* [What to produce]
Below are some records; output all of them exactly as they read.

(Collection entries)

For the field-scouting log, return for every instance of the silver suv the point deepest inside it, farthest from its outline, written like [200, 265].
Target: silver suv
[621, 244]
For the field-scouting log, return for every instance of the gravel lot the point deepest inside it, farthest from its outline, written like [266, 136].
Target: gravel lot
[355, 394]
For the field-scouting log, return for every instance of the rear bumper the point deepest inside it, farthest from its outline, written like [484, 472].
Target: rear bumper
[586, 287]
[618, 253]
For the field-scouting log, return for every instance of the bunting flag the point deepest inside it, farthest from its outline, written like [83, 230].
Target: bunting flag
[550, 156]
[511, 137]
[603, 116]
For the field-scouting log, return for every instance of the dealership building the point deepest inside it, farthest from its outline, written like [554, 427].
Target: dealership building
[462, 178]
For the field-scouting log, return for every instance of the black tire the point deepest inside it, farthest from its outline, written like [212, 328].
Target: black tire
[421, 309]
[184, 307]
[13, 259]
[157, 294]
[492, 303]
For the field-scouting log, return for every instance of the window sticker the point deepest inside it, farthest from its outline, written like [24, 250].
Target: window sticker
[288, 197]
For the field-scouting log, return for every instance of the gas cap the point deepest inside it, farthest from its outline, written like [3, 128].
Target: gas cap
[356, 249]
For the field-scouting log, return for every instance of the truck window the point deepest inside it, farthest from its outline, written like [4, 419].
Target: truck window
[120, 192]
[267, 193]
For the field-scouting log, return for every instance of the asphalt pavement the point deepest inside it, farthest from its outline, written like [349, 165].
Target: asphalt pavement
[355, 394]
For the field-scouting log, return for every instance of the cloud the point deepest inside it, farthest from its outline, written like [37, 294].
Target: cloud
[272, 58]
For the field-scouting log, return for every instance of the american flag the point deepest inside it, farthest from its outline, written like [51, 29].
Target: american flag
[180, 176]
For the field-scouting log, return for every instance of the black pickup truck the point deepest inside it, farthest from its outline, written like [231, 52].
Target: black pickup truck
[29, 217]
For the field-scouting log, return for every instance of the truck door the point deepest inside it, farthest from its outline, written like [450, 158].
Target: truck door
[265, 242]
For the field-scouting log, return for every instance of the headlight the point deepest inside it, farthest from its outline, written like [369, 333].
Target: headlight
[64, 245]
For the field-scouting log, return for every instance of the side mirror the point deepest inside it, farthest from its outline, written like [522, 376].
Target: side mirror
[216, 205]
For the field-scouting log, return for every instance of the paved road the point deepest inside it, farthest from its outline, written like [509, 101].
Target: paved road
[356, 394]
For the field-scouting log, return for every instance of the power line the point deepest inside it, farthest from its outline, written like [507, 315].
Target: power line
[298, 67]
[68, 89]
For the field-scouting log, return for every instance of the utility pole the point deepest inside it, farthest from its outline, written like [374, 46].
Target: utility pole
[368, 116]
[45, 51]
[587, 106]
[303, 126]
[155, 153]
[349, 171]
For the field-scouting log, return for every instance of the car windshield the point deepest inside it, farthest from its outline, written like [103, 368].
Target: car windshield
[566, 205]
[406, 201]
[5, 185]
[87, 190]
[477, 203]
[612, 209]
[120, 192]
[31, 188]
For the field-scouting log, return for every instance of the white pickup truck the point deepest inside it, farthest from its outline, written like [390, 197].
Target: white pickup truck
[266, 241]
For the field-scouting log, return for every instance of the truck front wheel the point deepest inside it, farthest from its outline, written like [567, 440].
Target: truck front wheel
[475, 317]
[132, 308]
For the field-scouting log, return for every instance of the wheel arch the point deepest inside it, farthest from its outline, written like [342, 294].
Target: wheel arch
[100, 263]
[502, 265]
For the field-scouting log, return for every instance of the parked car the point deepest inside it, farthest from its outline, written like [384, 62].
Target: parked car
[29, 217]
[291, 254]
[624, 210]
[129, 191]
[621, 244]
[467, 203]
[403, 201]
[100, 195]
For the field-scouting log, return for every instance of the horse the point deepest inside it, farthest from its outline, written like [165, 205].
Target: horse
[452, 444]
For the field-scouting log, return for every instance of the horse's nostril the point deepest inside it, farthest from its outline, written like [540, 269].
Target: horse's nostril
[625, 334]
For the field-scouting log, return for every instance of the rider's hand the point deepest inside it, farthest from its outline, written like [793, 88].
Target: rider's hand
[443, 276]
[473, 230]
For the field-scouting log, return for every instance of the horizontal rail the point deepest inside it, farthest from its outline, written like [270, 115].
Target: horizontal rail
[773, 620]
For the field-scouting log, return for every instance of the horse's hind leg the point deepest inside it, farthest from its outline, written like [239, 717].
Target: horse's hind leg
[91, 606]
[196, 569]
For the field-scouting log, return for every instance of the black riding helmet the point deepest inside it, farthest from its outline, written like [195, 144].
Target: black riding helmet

* [Result for this exercise]
For the field-scouting log, return for every instance of the silver suv the point deepest inside it, farthest from its outline, written like [200, 265].
Target: silver suv
[621, 244]
For the field-scouting log, return for every instance of the gravel lot the point deepest inside it, farthest from its outline, written like [266, 136].
Target: gravel lot
[355, 394]
For the field-scouting log, return for every instance of the rear bumper the point deepest inside it, farthest from its outline, written like [484, 472].
Target: rear bumper
[586, 287]
[618, 253]
For the field-scouting log, return for every instance of the bunting flag the point deepest inside it, farthest from its outline, written like [83, 230].
Target: bunting flag
[550, 156]
[511, 137]
[603, 116]
For the field-scouting log, return for every instance of the dealership building the point deepest inside it, farthest from its outline, written like [554, 427].
Target: dealership building
[462, 178]
For the field-scouting log, return for every instance of the black tire the point deepest inside it, farthest from its outline, written like [212, 328].
Target: black tire
[421, 309]
[184, 307]
[13, 259]
[157, 294]
[492, 303]
For the field-scouting log, return for every instance of the window sticker the point deepest inside it, farthest from its outline, written like [24, 250].
Target: window sticker
[288, 197]
For the field-scouting log, return for every instance of the gas cap the point deepest inside it, farthest from its outline, written like [3, 128].
Target: gas cap
[356, 249]
For the field-scouting log, return for every instance of the truck window the point deepest inside it, farthest from its outline, written like [4, 419].
Target: truck window
[120, 192]
[267, 193]
For the field-scouting log, return for every instance of the asphalt pavement the point deepest inside it, farthest from its outline, written like [349, 165].
Target: asphalt pavement
[355, 394]
For the field-scouting log, return for every instance of the cloud the point deepest inside it, farthest from its outline, written like [37, 294].
Target: cloud
[272, 58]
For the field-scouting log, return for every instance of the american flag the point deepest inside it, farthest from its outline, written like [51, 29].
Target: american flag
[180, 176]
For the field-scouting log, return for every instance of the black pickup truck the point deepest inside it, farthest from its outline, written like [231, 52].
Target: black pickup truck
[29, 217]
For the field-scouting log, return for every instance of the truck door the point deepest inside it, farthest from its outline, written like [450, 158].
Target: truck door
[265, 242]
For the field-scouting log, return for every instance of the headlight the point deepest inside it, farthest from its outline, written like [369, 333].
Target: headlight
[64, 245]
For the field-scouting log, return for every instance of the side mirror the point deepest inside it, farthest from its outline, written like [522, 376].
Target: side mirror
[216, 205]
For the field-scouting log, return for every instance of the paved road the point deepest inside it, farthest from its outline, written like [509, 101].
Target: paved road
[356, 394]
For the field-scouting log, return for every instance of the power line the point deepest inside it, farthest from its outline, written like [507, 315].
Target: power line
[298, 67]
[68, 89]
For the field-scouting log, return for every instance of the utility pole the point deepest inside it, farthest from its outline, written like [374, 46].
Target: utility pole
[368, 116]
[45, 51]
[587, 106]
[303, 126]
[155, 153]
[349, 171]
For the field-scouting log, return for every instance of the car windshield the point deepest inside it, farthest from its outline, written like [103, 368].
Target: car windshield
[566, 205]
[406, 201]
[5, 185]
[87, 190]
[477, 203]
[612, 209]
[120, 192]
[31, 188]
For the field-scouting log, return for every instance of the white pickup truck the point deepest inside it, farthest from its outline, written like [390, 197].
Target: white pickup truck
[266, 241]
For the field-scouting log, return for every instance of the truck front wheel the point deepest inside it, farthest from its outline, written like [567, 440].
Target: truck front wheel
[475, 317]
[132, 308]
For the field-scouting log, return for every instance of the wheel arch the point deepest inside it, farthest from its outline, written like [342, 294].
Target: wheel arch
[100, 263]
[502, 265]
For the field-scouting log, return for every instance of the parked car the point deepest inside it, farthest from its outline, written like [384, 62].
Target: parked car
[29, 217]
[291, 254]
[624, 210]
[129, 191]
[621, 244]
[467, 203]
[403, 201]
[100, 195]
For the field-scouting log, return for every instance of the horse the point deepest inside it, farthest from its outline, written like [165, 205].
Target: horse
[452, 444]
For the field-scouting log, return for every instance of the horse's nostril the point deepest inside it, farthest from its outline, written like [540, 269].
Target: horse's nostril
[625, 334]
For the field-scouting log, return for every instance of the rider's hand the point deepest inside it, farthest from its outline, written like [793, 88].
Target: rider's hand
[443, 276]
[473, 230]
For the field-scouting log, return for every instance of the horizontal rail the point deepest inside it, farthest from its outline, written like [270, 115].
Target: horizontal rail
[773, 620]
For the field-scouting log, return for every instance of the horse's hind leg the point deepest inside it, farthest from its outline, written like [239, 717].
Target: horse's hind leg
[91, 606]
[196, 569]
For the field-scouting log, return for every instance of the black riding helmet the point deepest inside it, farthest from its outline, written like [195, 144].
Target: black riding helmet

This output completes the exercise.